• _TO DO_
(A) Answer these questions about the divorce post, one answer per line, marked the same way.
(i) How many years was the poster married?
(ii) How many living children do the poster and the ex-wife have together?
(iii) What kind of business does the poster work at?
(B) In the entries below, begin at the line that has "Expected: one point per instance of the paved" and stop after the final line of the entries. Rewrite every line in that range, requests included, and raise each x and y coordinate in the answers by 135.

• _PAGE EXCERPT_
>>>>>
# Post divorce and just flat-out-worn-out in life. That and the "fear" thing.



## Alright23 (May 4, 2012)

So I've been divorced for 3 years now. I was married for 9. We have three living children and she has another set of twins by her new boyfriend(? fiance?)
So basically when everything went south, from my viewpoint, it happened all at once. She had pushed me out of her life in favor of a new guy... well, an old "friend" of hers. I was devastated. I didn't lose a wife, I lost my whole family. 
-Now a little background, I have always put them first. I made many decisions based on what SHE wanted for her family as opposed to what I wanted, or felt what was right, because for me it was always about making her happy first. Don't get me wrong, I am not a saint, nor do I feel like complaining here, but I do feel the need to say, quite simply; She wronged the Hell out of me. It was a very manipulative, abusive marriage with betrayal and infidelity on her end. No, I never cheated, not even for revenge.

Since then, I had a rough time with employment until about 8 months ago. I have a steady job, it's at a grocery store. I make jack, but the ethic is real, the hunger is real and I will make it to management.
<<<<<
• _INPUT_
>>>>>
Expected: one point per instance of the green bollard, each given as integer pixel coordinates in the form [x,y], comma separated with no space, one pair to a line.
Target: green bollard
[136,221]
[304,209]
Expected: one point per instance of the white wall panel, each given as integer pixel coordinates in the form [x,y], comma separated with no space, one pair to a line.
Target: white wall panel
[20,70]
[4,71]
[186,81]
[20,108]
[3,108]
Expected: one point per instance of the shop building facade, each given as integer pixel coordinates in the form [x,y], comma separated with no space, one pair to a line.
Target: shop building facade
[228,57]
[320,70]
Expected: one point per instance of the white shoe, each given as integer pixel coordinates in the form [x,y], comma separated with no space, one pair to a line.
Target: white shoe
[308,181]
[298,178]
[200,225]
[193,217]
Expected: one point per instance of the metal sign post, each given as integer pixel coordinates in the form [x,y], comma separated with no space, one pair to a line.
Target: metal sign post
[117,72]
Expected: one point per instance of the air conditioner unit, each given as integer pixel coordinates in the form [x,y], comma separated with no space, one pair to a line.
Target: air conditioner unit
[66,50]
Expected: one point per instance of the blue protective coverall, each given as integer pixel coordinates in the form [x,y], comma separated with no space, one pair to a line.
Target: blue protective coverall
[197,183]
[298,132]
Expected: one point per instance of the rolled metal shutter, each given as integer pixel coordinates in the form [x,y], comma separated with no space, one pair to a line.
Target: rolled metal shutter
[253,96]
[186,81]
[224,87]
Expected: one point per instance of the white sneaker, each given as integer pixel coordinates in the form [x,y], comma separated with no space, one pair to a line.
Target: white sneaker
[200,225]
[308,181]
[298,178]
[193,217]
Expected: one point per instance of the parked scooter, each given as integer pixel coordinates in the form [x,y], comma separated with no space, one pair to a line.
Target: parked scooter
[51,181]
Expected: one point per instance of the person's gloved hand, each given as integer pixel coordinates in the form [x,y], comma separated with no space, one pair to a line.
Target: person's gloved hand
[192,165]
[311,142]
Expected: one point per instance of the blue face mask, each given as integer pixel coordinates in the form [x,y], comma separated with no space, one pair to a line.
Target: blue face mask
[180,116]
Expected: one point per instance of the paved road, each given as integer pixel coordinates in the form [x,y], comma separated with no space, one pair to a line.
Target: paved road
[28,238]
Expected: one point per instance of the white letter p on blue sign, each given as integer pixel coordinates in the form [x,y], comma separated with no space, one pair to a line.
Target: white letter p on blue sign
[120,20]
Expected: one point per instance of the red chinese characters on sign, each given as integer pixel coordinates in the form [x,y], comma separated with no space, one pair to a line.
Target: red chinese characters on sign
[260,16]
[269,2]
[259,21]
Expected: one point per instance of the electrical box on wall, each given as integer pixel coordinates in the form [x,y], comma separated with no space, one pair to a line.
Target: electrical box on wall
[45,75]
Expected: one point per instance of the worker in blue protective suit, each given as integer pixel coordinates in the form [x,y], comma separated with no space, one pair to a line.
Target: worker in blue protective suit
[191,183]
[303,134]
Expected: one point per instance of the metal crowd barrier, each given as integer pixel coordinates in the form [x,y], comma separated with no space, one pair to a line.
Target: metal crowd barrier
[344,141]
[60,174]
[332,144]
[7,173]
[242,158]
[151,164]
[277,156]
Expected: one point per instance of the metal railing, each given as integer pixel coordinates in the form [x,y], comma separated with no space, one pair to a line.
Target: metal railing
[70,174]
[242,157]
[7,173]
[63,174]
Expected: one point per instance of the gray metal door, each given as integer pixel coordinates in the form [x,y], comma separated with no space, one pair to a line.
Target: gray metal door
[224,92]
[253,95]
<<<<<
• _ANSWERS TO THE PROBLEMS_
(A)
(i) 9 years
(ii) Three
(iii) A grocery store

(B)
Expected: one point per instance of the paved road, each given as integer pixel coordinates in the form [x,y], comma separated with no space, one pair to a line.
Target: paved road
[163,373]
Expected: one point per instance of the white letter p on blue sign, each given as integer pixel coordinates in the form [x,y], comma separated with no space, one pair to a line.
Target: white letter p on blue sign
[255,155]
Expected: one point per instance of the red chinese characters on sign, each given as integer pixel coordinates in the form [x,y], comma separated with no space, one pair to a line.
Target: red chinese characters on sign
[395,151]
[404,137]
[394,156]
Expected: one point per instance of the electrical box on wall, each given as integer pixel coordinates in the form [x,y], comma separated with no space, one pair to a line.
Target: electrical box on wall
[180,210]
Expected: one point per instance of the worker in blue protective suit, each given as integer pixel coordinates in the form [x,y], comma separated with no space, one pair to a line.
Target: worker in blue protective suit
[326,318]
[438,269]
Expected: one point per instance of the metal crowd barrier, each given as integer pixel coordinates in the form [x,y], comma separated with no space, one pair to a line.
Target: metal crowd barrier
[479,276]
[195,309]
[467,279]
[142,308]
[377,293]
[286,299]
[412,291]
Expected: one point per instance of the metal railing, each given as integer pixel coordinates in the form [x,y], comma separated with no space, one pair to a line.
Target: metal railing
[205,309]
[377,292]
[142,308]
[198,309]
Expected: one point per instance of the gray metal door, each given as integer pixel coordinates in the form [x,y], comma separated with no space, one pair to a line.
Target: gray metal door
[359,227]
[388,230]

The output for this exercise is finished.